Exercise materials Block Start

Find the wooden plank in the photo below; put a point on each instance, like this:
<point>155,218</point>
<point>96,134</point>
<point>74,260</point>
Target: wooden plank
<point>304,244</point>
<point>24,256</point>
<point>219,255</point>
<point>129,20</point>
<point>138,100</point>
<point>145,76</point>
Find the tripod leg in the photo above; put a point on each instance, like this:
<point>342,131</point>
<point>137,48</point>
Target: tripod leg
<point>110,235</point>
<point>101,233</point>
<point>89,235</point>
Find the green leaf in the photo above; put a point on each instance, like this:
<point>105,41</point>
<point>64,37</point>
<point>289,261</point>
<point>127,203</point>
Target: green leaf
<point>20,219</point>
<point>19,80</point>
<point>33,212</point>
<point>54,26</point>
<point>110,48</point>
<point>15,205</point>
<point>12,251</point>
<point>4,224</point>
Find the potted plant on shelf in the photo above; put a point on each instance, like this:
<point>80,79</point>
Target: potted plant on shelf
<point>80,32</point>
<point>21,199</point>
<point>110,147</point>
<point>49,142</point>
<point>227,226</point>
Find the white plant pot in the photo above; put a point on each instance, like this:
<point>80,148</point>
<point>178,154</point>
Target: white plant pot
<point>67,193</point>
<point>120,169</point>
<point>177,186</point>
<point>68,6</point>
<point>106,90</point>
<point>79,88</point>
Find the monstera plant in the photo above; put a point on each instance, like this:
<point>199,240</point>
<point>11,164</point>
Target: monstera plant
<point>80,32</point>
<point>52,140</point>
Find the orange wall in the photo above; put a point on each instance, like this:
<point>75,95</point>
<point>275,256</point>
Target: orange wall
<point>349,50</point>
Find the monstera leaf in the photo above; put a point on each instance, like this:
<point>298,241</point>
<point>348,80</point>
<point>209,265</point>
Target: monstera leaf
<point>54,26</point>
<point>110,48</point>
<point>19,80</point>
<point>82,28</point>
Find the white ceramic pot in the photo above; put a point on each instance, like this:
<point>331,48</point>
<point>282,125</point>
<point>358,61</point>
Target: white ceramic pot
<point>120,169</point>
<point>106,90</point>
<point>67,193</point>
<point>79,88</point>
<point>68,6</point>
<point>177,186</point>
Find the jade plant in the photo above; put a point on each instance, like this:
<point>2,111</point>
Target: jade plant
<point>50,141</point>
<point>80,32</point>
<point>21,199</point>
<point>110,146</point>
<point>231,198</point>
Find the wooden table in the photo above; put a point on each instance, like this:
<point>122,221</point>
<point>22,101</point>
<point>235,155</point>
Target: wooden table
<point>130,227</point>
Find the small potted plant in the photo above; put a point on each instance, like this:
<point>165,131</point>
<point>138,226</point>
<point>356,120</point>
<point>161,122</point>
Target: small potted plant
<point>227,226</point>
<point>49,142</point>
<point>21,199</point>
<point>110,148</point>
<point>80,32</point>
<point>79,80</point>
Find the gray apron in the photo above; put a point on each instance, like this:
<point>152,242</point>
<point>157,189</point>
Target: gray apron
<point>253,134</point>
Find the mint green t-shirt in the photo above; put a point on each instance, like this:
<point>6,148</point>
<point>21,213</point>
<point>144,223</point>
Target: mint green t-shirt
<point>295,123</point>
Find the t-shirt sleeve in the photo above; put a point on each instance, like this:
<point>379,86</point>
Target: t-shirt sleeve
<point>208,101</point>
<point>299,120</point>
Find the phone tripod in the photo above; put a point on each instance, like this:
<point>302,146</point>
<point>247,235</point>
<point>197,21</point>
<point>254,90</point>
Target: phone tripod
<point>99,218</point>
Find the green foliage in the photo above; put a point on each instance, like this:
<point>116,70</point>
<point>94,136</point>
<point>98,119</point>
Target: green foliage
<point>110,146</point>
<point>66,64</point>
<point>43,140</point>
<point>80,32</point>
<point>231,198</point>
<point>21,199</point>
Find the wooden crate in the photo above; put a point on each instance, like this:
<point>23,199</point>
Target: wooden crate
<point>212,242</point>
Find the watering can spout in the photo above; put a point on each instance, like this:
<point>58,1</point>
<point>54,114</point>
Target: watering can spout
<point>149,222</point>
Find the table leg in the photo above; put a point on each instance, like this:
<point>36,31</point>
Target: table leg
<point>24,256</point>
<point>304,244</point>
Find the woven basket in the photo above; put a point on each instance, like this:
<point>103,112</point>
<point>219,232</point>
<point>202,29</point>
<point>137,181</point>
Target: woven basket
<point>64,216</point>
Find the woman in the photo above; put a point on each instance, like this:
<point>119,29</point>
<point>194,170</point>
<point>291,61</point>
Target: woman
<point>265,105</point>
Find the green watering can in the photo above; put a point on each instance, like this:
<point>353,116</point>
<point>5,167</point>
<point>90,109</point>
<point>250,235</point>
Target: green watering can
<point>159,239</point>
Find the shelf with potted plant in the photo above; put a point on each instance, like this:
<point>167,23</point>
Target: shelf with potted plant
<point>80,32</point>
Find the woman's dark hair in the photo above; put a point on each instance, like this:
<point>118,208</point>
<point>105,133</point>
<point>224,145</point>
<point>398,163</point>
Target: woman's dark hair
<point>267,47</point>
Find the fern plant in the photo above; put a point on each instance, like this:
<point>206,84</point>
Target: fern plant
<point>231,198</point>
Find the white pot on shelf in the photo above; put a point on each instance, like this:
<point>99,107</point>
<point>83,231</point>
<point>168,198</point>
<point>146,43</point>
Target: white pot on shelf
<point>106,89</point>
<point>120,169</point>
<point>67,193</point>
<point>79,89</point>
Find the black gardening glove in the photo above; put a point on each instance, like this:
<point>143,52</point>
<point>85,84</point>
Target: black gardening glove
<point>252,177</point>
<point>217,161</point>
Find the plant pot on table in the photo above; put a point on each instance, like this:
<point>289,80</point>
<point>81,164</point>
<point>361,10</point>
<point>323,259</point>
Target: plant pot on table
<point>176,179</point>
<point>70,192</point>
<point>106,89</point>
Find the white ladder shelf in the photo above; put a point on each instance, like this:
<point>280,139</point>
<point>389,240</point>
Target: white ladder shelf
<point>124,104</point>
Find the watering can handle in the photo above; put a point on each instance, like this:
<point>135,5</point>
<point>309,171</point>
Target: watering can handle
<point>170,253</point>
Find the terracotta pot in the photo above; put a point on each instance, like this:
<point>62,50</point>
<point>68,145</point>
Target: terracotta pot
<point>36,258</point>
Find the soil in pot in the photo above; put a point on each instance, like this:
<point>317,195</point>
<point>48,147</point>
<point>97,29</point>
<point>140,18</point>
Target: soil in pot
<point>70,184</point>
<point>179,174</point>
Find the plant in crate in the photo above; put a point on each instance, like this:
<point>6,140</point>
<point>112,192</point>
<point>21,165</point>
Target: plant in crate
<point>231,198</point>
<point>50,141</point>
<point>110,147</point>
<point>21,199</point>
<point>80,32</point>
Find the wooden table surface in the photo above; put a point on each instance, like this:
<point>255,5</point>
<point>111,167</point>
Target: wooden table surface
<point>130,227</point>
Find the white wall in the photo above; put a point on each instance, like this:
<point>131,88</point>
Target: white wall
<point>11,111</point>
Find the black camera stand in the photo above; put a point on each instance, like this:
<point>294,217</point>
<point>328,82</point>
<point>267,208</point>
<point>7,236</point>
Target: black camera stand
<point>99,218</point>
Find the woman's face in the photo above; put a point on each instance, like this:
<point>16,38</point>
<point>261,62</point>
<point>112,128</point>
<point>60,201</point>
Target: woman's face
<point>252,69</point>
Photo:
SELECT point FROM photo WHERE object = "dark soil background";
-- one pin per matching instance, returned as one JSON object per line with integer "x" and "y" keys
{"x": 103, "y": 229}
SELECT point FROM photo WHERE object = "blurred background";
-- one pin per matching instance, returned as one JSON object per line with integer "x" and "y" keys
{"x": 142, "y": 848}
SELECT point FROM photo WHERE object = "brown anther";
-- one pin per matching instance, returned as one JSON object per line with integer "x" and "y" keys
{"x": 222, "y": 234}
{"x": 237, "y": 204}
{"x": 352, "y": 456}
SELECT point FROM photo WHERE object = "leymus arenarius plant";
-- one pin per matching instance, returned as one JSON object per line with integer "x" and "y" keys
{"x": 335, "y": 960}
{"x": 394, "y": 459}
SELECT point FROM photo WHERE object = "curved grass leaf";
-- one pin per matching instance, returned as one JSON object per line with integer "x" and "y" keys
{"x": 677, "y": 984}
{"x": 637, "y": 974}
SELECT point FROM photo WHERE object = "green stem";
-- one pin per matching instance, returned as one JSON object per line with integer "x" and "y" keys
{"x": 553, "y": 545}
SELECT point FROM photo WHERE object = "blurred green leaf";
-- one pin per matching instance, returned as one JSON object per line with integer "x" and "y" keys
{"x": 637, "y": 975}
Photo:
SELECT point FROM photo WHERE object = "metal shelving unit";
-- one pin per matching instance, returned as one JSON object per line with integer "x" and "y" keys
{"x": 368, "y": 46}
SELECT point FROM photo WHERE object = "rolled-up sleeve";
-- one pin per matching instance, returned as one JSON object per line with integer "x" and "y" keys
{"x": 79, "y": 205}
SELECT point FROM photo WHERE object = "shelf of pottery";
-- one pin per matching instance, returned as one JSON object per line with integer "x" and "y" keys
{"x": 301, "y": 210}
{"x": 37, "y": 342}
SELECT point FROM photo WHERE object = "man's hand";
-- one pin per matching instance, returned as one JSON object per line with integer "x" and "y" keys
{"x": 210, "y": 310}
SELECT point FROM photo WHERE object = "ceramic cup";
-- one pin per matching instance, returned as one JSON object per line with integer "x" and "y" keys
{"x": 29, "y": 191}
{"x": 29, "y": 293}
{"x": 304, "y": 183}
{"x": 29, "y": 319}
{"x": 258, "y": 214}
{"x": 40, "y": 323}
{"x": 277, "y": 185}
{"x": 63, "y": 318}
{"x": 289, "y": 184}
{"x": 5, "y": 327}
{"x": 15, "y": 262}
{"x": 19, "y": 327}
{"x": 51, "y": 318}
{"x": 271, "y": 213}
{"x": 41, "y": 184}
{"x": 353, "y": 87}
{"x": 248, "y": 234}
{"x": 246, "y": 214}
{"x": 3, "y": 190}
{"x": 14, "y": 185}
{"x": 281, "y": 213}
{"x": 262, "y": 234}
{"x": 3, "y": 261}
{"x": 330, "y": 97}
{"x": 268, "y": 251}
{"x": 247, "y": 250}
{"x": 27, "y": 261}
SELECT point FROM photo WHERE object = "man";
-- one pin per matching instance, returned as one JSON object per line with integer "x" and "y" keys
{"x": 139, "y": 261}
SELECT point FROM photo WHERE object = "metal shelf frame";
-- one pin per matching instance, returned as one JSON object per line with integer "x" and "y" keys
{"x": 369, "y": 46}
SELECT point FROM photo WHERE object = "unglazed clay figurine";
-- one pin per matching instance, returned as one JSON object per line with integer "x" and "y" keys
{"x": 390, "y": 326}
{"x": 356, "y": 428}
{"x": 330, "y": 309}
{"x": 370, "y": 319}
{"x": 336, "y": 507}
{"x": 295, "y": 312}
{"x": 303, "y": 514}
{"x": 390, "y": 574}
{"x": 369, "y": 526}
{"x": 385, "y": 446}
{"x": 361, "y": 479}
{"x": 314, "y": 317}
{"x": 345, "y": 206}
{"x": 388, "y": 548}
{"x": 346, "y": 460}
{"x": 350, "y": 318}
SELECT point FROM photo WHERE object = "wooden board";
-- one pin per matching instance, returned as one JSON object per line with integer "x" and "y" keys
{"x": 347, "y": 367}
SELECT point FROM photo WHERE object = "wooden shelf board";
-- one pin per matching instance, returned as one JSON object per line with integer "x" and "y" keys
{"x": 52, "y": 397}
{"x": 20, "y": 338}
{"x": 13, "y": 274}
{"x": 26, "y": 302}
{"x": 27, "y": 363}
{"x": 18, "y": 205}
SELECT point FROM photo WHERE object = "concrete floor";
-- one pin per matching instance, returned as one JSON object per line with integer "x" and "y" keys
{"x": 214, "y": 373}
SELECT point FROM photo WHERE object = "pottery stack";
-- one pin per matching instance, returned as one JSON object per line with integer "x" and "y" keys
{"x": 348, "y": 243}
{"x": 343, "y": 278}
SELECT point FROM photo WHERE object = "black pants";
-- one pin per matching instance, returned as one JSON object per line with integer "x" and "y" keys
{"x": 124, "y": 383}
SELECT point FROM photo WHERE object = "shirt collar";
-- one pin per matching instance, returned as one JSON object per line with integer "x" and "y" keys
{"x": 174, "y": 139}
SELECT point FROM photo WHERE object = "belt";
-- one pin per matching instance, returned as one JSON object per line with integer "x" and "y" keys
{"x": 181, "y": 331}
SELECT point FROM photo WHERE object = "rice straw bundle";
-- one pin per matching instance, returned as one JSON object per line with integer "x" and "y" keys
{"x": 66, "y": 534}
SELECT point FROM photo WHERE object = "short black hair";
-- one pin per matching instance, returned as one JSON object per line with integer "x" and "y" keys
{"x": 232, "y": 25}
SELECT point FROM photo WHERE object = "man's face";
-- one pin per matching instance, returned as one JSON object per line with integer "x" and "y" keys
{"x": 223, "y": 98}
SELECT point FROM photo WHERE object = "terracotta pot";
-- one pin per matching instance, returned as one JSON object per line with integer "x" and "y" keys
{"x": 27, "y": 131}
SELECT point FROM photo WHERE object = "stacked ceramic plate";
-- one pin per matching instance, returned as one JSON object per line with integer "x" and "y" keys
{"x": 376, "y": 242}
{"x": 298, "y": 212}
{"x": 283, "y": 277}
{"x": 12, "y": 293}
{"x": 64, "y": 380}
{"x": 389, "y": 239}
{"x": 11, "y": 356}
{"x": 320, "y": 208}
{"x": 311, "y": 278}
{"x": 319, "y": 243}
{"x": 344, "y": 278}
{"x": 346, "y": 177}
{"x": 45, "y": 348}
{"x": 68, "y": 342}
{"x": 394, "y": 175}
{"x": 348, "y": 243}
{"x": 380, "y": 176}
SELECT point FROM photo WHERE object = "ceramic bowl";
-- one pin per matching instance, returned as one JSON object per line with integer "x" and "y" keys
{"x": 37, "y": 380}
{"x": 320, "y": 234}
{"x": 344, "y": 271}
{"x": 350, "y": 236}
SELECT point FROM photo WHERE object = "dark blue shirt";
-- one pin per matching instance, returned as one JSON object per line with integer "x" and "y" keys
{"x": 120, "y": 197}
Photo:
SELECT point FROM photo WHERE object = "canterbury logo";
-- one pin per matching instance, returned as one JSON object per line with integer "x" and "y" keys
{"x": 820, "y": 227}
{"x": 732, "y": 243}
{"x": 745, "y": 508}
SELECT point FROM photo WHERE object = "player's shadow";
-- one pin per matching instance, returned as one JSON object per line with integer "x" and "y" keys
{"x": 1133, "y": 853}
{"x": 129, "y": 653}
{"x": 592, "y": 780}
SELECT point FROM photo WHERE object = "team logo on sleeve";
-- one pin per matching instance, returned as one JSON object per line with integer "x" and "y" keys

Exercise materials Block End

• **Task description**
Please reproduce exactly the lines from the first one of the records above through the line containing "Find the monstera leaf", both included, and nothing else.

• **Expected answer**
Find the wooden plank in the photo below; put a point on each instance, like this:
<point>155,218</point>
<point>96,134</point>
<point>74,260</point>
Target: wooden plank
<point>304,244</point>
<point>24,256</point>
<point>219,255</point>
<point>129,20</point>
<point>138,100</point>
<point>145,76</point>
Find the tripod leg in the photo above; put a point on each instance, like this:
<point>342,131</point>
<point>137,48</point>
Target: tripod leg
<point>110,235</point>
<point>101,233</point>
<point>89,235</point>
Find the green leaf in the photo above; put a point on each instance, like this:
<point>105,41</point>
<point>64,37</point>
<point>289,261</point>
<point>127,203</point>
Target: green leaf
<point>20,219</point>
<point>19,80</point>
<point>33,212</point>
<point>54,26</point>
<point>110,48</point>
<point>15,205</point>
<point>12,251</point>
<point>4,224</point>
Find the potted plant on shelf in the photo above; put a point on each instance, like this:
<point>80,79</point>
Target: potted plant on shelf
<point>80,32</point>
<point>21,199</point>
<point>110,147</point>
<point>49,142</point>
<point>227,226</point>
Find the white plant pot in the photo above; put a point on each instance, like this:
<point>80,148</point>
<point>178,154</point>
Target: white plant pot
<point>67,193</point>
<point>120,169</point>
<point>177,186</point>
<point>68,6</point>
<point>106,90</point>
<point>79,88</point>
Find the monstera plant in the photo above; put a point on each instance, like this:
<point>199,240</point>
<point>11,164</point>
Target: monstera plant
<point>80,32</point>
<point>52,140</point>
Find the orange wall in the photo above; put a point on each instance, like this:
<point>75,95</point>
<point>275,256</point>
Target: orange wall
<point>349,50</point>
Find the monstera leaf in the photo above; put a point on each instance, like this:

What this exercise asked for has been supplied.